* _THE PROBLEM_
Carry on the Virginia appeals court opinion on the divorce case, starting right after its last sentence.

* _TEXT PASSAGE_
DIANA K. BROWN v. MEGAN S. BROWN, INDIVIDUALLY AND AS CO-ADMINISTRATOR, C.T.A OF THE ESTATE OF BRUCE S. BROWN AND JOSHUA K. BROWN, CO-ADMINISTRATOR, C.T.A. OF THE ESTATE OF BRUCE S. BROWN
Record No. 0553-18-1
COURT OF APPEALS OF VIRGINIA
NOVEMBER 13, 2018
JUDGE WILLIAM G. PETTY
PUBLISHED. Present: Judges Petty, Chafin and Senior Judge Frank. Argued at Norfolk, Virginia.
FROM THE CIRCUIT COURT OF YORK COUNTY Richard H. Rizk, Judge
Richard G. Collins (Collins & Hyman, PLC, on briefs), for appellant.
Philip L. Hatchett (Daniel F. Basnight; Kaufman & Canoles, on brief), for appellees.
In this appeal, we consider the effect of the death of a party in a bifurcated divorce proceeding after the entry of a final decree of divorce but before the equitable distribution of the marital property.

* _DATA SUPPLIED_
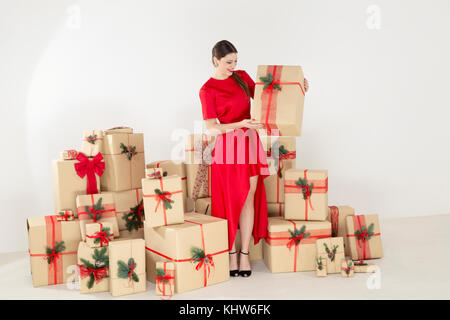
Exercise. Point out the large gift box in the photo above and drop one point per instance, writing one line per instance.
(171, 168)
(93, 267)
(93, 208)
(306, 195)
(74, 177)
(92, 142)
(364, 238)
(53, 249)
(332, 251)
(290, 246)
(129, 209)
(198, 248)
(125, 161)
(279, 98)
(163, 200)
(337, 216)
(127, 267)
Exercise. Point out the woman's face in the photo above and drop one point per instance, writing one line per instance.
(227, 64)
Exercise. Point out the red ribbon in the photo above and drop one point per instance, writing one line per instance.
(90, 168)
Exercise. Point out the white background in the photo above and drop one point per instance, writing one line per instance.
(376, 114)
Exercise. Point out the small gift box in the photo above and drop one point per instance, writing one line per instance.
(93, 267)
(165, 278)
(99, 234)
(347, 268)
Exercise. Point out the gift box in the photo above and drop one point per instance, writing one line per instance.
(321, 267)
(332, 251)
(337, 216)
(93, 267)
(254, 250)
(364, 238)
(75, 177)
(198, 248)
(347, 268)
(53, 248)
(129, 209)
(203, 206)
(92, 142)
(95, 208)
(125, 161)
(99, 234)
(171, 168)
(127, 267)
(306, 195)
(165, 278)
(279, 97)
(163, 200)
(290, 246)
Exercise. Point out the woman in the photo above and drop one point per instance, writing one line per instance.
(237, 186)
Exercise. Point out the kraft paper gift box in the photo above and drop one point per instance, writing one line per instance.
(198, 248)
(364, 238)
(93, 208)
(254, 250)
(171, 168)
(290, 246)
(125, 161)
(306, 194)
(321, 267)
(165, 278)
(279, 98)
(129, 209)
(163, 200)
(99, 234)
(92, 142)
(203, 206)
(93, 267)
(127, 267)
(332, 251)
(53, 248)
(337, 216)
(75, 177)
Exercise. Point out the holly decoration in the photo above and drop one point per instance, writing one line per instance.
(129, 151)
(306, 188)
(132, 219)
(331, 253)
(126, 271)
(101, 260)
(52, 253)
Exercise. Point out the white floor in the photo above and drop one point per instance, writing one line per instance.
(415, 266)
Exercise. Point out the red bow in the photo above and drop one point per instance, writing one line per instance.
(89, 168)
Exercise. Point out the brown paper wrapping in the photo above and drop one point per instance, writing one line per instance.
(85, 252)
(333, 263)
(120, 173)
(92, 142)
(171, 168)
(296, 207)
(108, 216)
(286, 109)
(123, 250)
(279, 258)
(40, 233)
(174, 244)
(163, 216)
(93, 228)
(372, 248)
(337, 216)
(67, 185)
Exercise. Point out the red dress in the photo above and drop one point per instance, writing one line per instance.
(232, 167)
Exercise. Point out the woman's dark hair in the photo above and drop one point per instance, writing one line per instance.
(220, 50)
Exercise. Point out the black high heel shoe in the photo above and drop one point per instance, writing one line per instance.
(234, 273)
(245, 273)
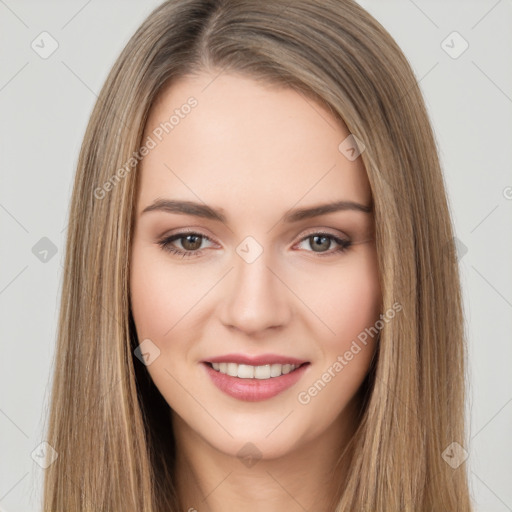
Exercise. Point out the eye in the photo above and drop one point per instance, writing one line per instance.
(190, 242)
(321, 243)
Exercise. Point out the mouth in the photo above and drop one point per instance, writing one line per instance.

* _EXERCISE OUTPUT_
I. BACKGROUND
Diana K. Brown (former wife) and Bruce S. Brown (former husband) were married in 1989. On March 8, 2017, the circuit court entered a final decree of divorce between them. In part, the circuit court decreed,
By agreement of the parties, and upon good cause shown, the [c]ourt reserves final determination of equitable distribution of property and debt in accordance with § 20-107.3 of the Code of Virginia, 1950, as amended, and an award of attorney‘s fees and costs. A hearing is scheduled for April 19, 2017, at 1:00 p.m. to present closing arguments regarding equitable distribution of assets
and debts and an award of attorney‘s fees and costs and to review the status of the sale of the marital residence located [in Seaford, Virginia].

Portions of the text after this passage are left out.